Extracto del documento
Por mucho que se empeñen un,
llamémosle, infundio repetido mil veces nunca dejará de ser un
infundio y por mucho que la realidad se obstine en construirse (o
dejarse construir) a base de ficciones más o menos interesadas, ha
de ser esa misma realidad la que, por su propio peso, debe
reasentarse sobre hechos consumados.
Desde hace un tiempo escucho y leo,
entre asombrado e indignado, que el uso de las tecnologías en las
aulas no mejora el aprendizaje. Allá por el 4 de abril de 2012,
cuando se consumó la muerte anunciada del programa Escuela 2.0,
la Secretaria de Estado de Educación, cronista del deceso, hablaba
en rueda de prensa de la probada ineficacia del modelo (y
también, cómo no, de su alto coste) y apostillaba que llenar de
ordenadores las aulas no ha demostrado ser académicamente rentable,
basándose en estudios que confirman mejores resultados entre los
alumnos que no trabajan con ordenador en clase que los que sí lo
hacen1.
Como toda trama ha de estar bien
orquestada, un par de meses antes de la publicación oficial de la
necrológica (Esquela 2.0, podríamos decir), la prensa
(cierta prensa) se dedicó a alimentar el fuego del crematorio; así
ABC, por poner un ejemplo, daba cuenta de dos opiniones ad hoc:
la CECE (patronal de la enseñanza privada) presentaba su informe
de tecnología educativa 2011 elaborado a mayor gloria de la
tesis y resumido por su responsable en esta contundencia: No hay
relación sustantiva entre utilización de ordenadores en las aulas y
mejora, ni aquí, ni en Singapur ni en Rumanía2.
Para certificar la oficialidad del informe, allí estaba el director
del Instituto de Investigación Educativa para asegurar, en feliz
matrimonio con su acompañante, que los centros españoles en
donde se había introducido el ordenador a los diez años estaban
teniendo un rendimiento escolar más bajo como, según él,
corroboran los resultados de la evaluación de diagnóstico de 20103.
Desde entonces, decir que el uso de las
tecnologías de la educación no mejora (y hasta empeora) el
aprendizaje ha pasado a formar parte del guión y la consigna se
repite en medios de comunicación o inauguraciones y clausuras de
jornadas y congresos del asunto cuando interviene alguien del
escalafón educativo (desde directores generales hasta asesores de a
caballo) para regocijo de un sector del profesorado (espero que cada
día más escaso), de buena parte de la prensa (que se encarga de
remarcarlo negro sobre blanco) y de una indeterminada porción de la
ciudadanía al que cualquier noticia (mala o regular, nunca buena)
que concierna a lo público le proporciona un perverso placer.

(Fragmentos de un conjunto de datos de anotación de ubicaciones)
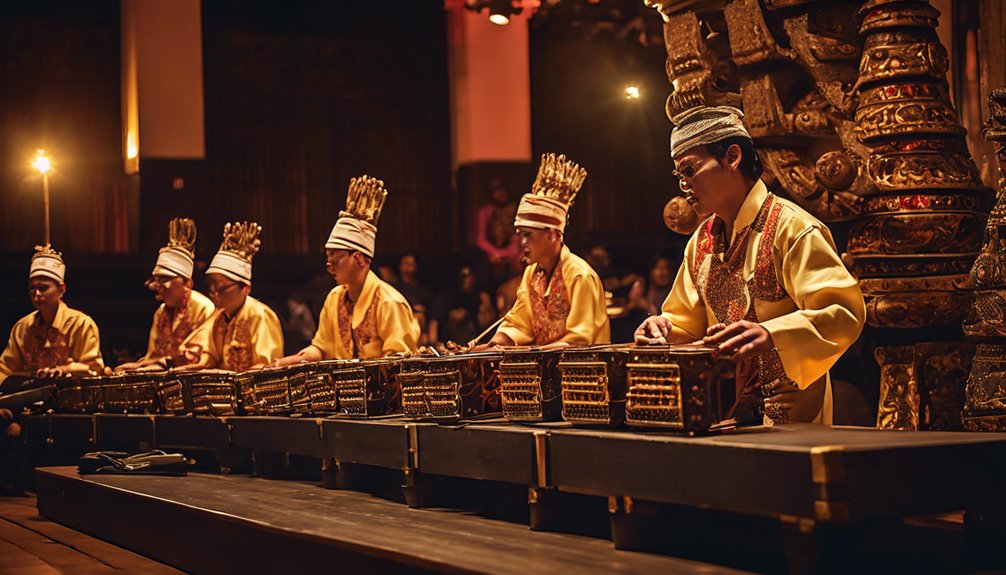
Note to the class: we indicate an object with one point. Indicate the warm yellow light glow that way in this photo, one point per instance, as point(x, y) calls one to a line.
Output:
point(132, 146)
point(41, 162)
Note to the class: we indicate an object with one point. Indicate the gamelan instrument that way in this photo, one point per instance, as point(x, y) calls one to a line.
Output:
point(681, 388)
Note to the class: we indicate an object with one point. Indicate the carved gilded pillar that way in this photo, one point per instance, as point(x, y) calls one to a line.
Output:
point(985, 399)
point(849, 109)
point(920, 228)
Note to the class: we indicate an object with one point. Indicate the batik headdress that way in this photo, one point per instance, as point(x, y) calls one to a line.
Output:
point(703, 126)
point(553, 191)
point(240, 243)
point(47, 262)
point(356, 228)
point(177, 257)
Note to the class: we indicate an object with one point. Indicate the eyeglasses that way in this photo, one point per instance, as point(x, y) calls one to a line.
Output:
point(686, 173)
point(161, 280)
point(220, 291)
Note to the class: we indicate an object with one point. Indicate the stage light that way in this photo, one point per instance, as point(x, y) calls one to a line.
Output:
point(41, 162)
point(499, 19)
point(499, 10)
point(43, 165)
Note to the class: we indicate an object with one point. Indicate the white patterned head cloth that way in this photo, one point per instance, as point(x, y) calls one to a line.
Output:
point(704, 126)
point(47, 263)
point(174, 261)
point(541, 212)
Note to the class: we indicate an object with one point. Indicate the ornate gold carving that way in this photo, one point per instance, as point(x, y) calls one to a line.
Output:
point(915, 309)
point(899, 399)
point(920, 385)
point(679, 216)
point(884, 14)
point(902, 60)
point(995, 127)
point(924, 170)
point(896, 233)
point(985, 397)
point(930, 283)
point(921, 202)
point(909, 117)
point(690, 67)
point(836, 170)
point(894, 265)
point(750, 40)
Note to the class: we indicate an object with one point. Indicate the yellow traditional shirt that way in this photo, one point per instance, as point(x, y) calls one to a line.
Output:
point(167, 334)
point(72, 335)
point(568, 307)
point(379, 323)
point(252, 338)
point(783, 270)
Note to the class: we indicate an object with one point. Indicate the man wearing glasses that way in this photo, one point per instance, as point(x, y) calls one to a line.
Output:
point(363, 316)
point(244, 333)
point(761, 279)
point(54, 341)
point(182, 309)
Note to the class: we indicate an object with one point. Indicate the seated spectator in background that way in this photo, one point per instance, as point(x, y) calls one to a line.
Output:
point(644, 299)
point(495, 234)
point(305, 307)
point(614, 282)
point(506, 293)
point(386, 273)
point(462, 312)
point(408, 281)
point(415, 293)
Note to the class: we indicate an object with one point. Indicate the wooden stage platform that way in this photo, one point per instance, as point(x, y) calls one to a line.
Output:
point(790, 498)
point(234, 524)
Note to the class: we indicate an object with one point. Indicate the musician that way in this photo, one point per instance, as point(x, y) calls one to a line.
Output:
point(762, 278)
point(243, 333)
point(182, 309)
point(363, 317)
point(53, 341)
point(560, 299)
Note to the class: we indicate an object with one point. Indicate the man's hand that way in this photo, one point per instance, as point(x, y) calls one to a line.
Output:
point(289, 360)
point(739, 340)
point(655, 330)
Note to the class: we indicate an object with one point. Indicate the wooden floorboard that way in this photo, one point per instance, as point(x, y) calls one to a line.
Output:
point(465, 542)
point(31, 545)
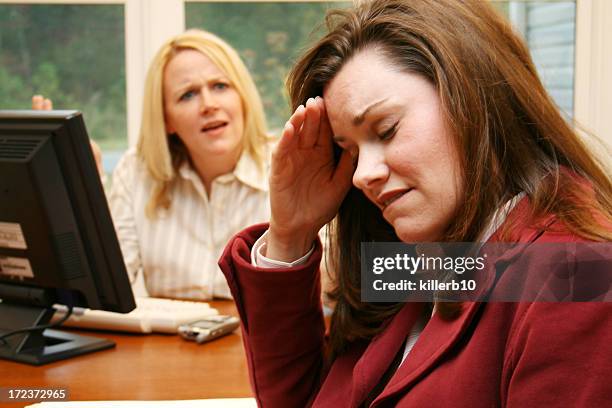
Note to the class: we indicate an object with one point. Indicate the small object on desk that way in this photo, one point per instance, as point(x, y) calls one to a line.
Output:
point(203, 403)
point(151, 315)
point(209, 328)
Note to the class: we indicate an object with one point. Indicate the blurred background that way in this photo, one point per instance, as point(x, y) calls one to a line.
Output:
point(93, 55)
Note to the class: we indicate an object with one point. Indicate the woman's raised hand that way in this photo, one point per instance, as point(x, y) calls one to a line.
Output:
point(306, 185)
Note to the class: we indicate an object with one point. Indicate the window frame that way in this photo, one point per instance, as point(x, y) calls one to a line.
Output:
point(149, 22)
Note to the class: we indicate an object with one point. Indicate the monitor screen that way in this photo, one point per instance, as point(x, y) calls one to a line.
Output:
point(57, 240)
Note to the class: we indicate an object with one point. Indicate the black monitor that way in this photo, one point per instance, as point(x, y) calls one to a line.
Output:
point(57, 240)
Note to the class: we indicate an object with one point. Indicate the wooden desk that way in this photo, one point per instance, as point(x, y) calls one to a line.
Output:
point(143, 367)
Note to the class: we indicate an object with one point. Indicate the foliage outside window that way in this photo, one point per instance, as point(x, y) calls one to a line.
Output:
point(73, 54)
point(269, 36)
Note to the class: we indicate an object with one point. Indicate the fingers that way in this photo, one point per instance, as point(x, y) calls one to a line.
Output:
point(287, 140)
point(37, 101)
point(40, 103)
point(310, 131)
point(343, 175)
point(325, 131)
point(97, 152)
point(288, 137)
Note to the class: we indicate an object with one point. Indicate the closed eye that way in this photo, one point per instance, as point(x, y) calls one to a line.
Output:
point(389, 133)
point(220, 86)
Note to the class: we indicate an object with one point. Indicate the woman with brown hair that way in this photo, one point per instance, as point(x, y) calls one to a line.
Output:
point(447, 135)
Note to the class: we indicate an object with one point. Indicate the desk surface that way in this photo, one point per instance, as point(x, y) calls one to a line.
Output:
point(144, 367)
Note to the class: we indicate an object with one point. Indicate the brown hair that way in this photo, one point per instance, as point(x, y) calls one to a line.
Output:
point(510, 135)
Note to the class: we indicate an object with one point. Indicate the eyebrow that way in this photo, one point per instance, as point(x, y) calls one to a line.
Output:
point(360, 117)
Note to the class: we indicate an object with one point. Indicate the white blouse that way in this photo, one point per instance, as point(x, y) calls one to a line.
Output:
point(178, 250)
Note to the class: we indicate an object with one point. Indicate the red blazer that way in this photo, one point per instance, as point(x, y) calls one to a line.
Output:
point(492, 355)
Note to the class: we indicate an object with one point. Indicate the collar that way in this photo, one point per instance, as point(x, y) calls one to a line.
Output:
point(246, 171)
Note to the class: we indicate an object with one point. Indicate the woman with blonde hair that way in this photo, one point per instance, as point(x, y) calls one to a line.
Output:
point(433, 111)
point(198, 174)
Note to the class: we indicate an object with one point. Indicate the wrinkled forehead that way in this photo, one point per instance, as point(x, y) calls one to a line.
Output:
point(366, 78)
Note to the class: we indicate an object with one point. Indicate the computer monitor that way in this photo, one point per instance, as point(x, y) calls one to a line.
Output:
point(57, 240)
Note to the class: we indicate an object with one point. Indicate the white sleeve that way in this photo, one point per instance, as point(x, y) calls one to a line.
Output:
point(258, 259)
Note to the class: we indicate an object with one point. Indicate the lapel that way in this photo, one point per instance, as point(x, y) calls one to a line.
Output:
point(440, 336)
point(381, 351)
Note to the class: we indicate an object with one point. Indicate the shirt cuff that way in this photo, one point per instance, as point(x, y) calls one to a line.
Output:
point(259, 260)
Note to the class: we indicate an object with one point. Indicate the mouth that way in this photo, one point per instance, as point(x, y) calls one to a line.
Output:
point(384, 200)
point(214, 125)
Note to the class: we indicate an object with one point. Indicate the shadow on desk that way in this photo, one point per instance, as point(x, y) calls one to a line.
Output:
point(144, 367)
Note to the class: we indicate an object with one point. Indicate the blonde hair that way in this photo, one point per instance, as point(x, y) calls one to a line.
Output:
point(161, 154)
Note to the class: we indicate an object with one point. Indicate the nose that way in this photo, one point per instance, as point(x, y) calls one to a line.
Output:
point(371, 167)
point(209, 101)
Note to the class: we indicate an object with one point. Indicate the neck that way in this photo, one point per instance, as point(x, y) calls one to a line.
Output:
point(209, 167)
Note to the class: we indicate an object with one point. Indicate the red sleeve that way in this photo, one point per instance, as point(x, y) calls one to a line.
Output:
point(560, 356)
point(282, 322)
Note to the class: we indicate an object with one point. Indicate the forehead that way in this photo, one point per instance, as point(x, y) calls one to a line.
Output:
point(190, 64)
point(366, 78)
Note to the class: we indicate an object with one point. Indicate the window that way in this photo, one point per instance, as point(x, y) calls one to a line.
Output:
point(268, 36)
point(73, 54)
point(549, 29)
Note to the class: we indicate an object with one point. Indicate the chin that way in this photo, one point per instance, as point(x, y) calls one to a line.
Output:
point(410, 232)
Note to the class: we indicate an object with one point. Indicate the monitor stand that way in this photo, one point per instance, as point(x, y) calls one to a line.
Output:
point(41, 347)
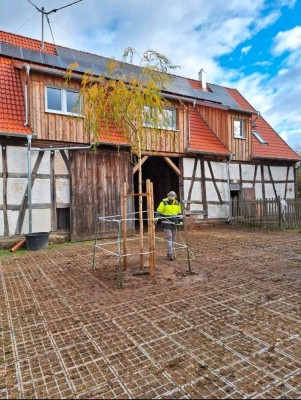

Objetivo planteado
En el texto sobre las tecnologías en las aulas, ¿cómo queda la parte que empieza con las palabras que contienen "Para certificar la" y termina con "diagnóstico de 20103." si cambias "rendimiento escolar" por "desempeño académico"?

Resultado del ejercicio
Para certificar la oficialidad del informe, allí estaba el director
del Instituto de Investigación Educativa para asegurar, en feliz
matrimonio con su acompañante, que los centros españoles en
donde se había introducido el ordenador a los diez años estaban
teniendo un desempeño académico más bajo como, según él,
corroboran los resultados de la evaluación de diagnóstico de 20103.